Consignes:
- A) D'après l'extrait sur l'écriture de roman, d'où vient la profondeur du livre ?
- B) Dans l'extrait sur l'écriture de roman, reprenez le passage compris entre "Dana Spiotta : La" et "de la rigueur.", inclus, en remplaçant "jogging" par "promenade".
- C) Prolongez l'extrait sur l'écriture de roman à partir de sa dernière phrase.

Extrait cité:
_ _ _
L’autrice Dana Spiotta, qui enseigne la narration au College of Arts and Science de de Syracuse, explique qu’il faut accepter que l’accouchement d’une bonne histoire demande beaucoup de temps. Vous ne trouverez pas la meilleure structure pour votre histoire en une après-midi ! Et surtout pas du premier coup !

Dana Spiotta : La profondeur du livre vient du fait qu’on y travaille longtemps. Et c’est un point important de l’écriture de roman. Si vous êtes régulier, que vous passez du temps avec votre nouvelle un peu chaque jour, vous finissiez par être habité par votre histoire, par en rêver, par y penser lorsque vous faites votre jogging. Et des connexions profondes peuvent se faire et vous finissez par avoir des idées bien plus intéressantes que si vous travaillez juste en surface. C’est un travail plus subconscient que conscient. Et pour que ça arrive, il faut accepter que ça prenne énormément de temps. Il faut vraiment s’y mettre sur la longue durée, c’est de la rigueur.

Macrostructure et microstructure

Certains auteurs ne se contentent pas uniquement de penser la dynamique de leurs récits dans les grandes lignes et n’hésitent pas à structurer chacune des scènes qui composent leur histoires. La macro-structure de leur roman est le reflet de la micro-structure de la scène.
_ _ _
Lignes fournies:

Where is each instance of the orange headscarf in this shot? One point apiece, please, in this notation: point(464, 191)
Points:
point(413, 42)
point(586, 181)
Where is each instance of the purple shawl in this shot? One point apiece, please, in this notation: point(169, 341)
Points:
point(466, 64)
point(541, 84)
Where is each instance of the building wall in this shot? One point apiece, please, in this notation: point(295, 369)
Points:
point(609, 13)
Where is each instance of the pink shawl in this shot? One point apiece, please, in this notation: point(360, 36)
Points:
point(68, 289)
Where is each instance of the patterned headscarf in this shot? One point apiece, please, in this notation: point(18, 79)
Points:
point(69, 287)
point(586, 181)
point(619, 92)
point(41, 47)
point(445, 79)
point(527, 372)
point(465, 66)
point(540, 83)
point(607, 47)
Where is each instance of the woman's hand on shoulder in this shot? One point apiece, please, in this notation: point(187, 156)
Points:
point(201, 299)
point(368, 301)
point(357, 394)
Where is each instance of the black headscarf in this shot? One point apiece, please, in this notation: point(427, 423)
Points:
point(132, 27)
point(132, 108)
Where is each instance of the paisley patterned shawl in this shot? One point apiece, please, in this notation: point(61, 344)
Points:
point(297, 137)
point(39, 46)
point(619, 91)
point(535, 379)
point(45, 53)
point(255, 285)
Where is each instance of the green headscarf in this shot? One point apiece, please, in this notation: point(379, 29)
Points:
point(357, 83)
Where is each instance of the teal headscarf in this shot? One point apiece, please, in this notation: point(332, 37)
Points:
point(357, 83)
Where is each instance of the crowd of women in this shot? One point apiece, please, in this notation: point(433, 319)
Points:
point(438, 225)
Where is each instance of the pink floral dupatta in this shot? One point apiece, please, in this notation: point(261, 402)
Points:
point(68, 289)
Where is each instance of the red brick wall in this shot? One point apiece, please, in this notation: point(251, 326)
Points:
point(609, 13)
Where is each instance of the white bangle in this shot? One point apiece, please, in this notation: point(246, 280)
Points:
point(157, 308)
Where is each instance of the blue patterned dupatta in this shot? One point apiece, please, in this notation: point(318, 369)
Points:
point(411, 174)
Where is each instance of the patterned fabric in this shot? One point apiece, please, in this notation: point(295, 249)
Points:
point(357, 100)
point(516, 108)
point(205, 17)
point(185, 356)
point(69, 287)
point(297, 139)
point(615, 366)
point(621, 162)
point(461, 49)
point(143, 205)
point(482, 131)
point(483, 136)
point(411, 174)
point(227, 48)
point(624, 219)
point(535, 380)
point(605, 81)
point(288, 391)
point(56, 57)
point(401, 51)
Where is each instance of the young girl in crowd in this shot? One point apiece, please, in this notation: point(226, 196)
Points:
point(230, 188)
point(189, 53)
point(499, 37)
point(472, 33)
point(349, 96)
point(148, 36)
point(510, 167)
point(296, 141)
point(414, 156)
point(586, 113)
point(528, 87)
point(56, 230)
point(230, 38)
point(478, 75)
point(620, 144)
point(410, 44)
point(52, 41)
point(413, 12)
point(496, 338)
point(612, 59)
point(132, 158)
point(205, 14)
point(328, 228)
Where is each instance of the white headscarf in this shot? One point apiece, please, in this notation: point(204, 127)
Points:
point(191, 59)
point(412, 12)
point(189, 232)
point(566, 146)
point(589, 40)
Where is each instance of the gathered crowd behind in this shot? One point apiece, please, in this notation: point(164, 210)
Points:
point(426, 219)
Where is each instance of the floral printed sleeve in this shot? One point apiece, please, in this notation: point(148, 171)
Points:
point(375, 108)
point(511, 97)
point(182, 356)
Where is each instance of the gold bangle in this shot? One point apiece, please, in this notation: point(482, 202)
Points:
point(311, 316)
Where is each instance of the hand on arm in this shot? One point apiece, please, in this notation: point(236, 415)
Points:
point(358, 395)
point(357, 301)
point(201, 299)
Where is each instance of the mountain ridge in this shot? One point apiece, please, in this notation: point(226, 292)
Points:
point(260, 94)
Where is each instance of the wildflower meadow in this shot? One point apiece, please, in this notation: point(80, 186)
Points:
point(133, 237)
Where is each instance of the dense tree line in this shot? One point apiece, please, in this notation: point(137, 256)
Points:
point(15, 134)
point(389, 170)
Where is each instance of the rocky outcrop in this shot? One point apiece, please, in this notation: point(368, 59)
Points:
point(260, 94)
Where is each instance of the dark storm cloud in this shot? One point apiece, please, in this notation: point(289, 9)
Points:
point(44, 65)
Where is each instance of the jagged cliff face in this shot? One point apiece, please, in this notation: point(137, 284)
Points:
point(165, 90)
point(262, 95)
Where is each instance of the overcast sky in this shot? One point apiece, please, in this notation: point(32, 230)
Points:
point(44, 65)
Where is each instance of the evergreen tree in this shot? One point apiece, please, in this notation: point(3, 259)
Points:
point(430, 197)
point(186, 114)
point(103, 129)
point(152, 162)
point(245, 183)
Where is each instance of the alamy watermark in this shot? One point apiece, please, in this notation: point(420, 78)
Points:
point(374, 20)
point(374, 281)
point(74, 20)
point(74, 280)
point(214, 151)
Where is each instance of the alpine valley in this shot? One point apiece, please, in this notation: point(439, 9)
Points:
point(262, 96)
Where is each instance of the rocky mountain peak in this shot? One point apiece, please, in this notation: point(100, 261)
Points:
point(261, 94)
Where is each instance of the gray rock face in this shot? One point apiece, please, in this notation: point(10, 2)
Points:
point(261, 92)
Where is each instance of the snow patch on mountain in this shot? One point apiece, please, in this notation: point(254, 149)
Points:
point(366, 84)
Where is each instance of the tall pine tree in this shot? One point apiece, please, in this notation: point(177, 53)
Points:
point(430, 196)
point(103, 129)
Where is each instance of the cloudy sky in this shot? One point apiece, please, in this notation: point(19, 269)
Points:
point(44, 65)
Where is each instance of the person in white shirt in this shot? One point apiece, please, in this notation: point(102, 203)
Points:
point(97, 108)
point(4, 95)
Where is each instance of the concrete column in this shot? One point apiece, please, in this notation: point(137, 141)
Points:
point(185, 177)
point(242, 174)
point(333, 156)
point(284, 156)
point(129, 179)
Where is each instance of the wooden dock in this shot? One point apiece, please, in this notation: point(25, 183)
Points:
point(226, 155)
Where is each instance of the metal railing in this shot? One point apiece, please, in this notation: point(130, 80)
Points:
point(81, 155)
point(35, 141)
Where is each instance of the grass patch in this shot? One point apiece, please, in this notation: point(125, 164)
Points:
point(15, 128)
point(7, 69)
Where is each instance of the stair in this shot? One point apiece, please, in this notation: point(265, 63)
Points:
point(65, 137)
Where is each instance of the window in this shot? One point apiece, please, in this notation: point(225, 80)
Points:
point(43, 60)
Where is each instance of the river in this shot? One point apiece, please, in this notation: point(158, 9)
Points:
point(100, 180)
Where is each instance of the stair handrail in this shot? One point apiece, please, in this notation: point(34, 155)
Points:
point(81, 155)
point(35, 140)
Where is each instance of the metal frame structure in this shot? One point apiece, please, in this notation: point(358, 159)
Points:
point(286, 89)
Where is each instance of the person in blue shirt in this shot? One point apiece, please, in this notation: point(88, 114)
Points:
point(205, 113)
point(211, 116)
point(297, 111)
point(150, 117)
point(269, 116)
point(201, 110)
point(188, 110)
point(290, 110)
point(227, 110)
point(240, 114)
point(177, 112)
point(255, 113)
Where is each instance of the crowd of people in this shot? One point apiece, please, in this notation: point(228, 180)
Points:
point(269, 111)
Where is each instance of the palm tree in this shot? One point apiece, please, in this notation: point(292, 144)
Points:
_ _ _
Résultats par consigne:
- A) Du fait qu'on y travaille longtemps.

- B)
Dana Spiotta : La profondeur du livre vient du fait qu’on y travaille longtemps. Et c’est un point important de l’écriture de roman. Si vous êtes régulier, que vous passez du temps avec votre nouvelle un peu chaque jour, vous finissiez par être habité par votre histoire, par en rêver, par y penser lorsque vous faites votre promenade. Et des connexions profondes peuvent se faire et vous finissez par avoir des idées bien plus intéressantes que si vous travaillez juste en surface. C’est un travail plus subconscient que conscient. Et pour que ça arrive, il faut accepter que ça prenne énormément de temps. Il faut vraiment s’y mettre sur la longue durée, c’est de la rigueur.

- C)
Matthew Neill Null  : J’ai reçu d’un autre écrivain cet excellent conseil : une bonne scène c’est comme une fête.Quand vous allez à une fête, vous voulez arriver le plus tard et de partir le tôt possible, n’est-ce pas ? Vous voulez profiter du meilleur de la fête. Vous ne voulez pas vous pointer à 8 heures et vous dire « mince, ceux qui devaient arriver plus tard sont déjà là et ça va être chiant », ou bien vous dire pendant la soirée « vivement que celui-ci finisse son verre et se barre… » Non. Ce que vous désirez, c’est arriver à la fête et vivre immédiatement le moment le plus intéressant et le plus excitant.

Pour aller plus loin

Pour en savoir plus sur la structure du roman et de la scène nous vous conseillons la lecture de “Structuring your novel”, l’excellent manuel de KM Weiland (même s’il existe de nombreux autres très bons manuels qui traitent de ce sujet).

Mais parfois, lire un livre de technique ne suffit pas pour comprendre, et vous avez besoin d’un formateur pour vous montrer comment faire concrètement.
Les stages “Préparer et construire un roman” et “Les outils de la narration littéraire” abordent avec précision la question de la structure du roman et de la scène. Nous serons ravis de vous y accueillir.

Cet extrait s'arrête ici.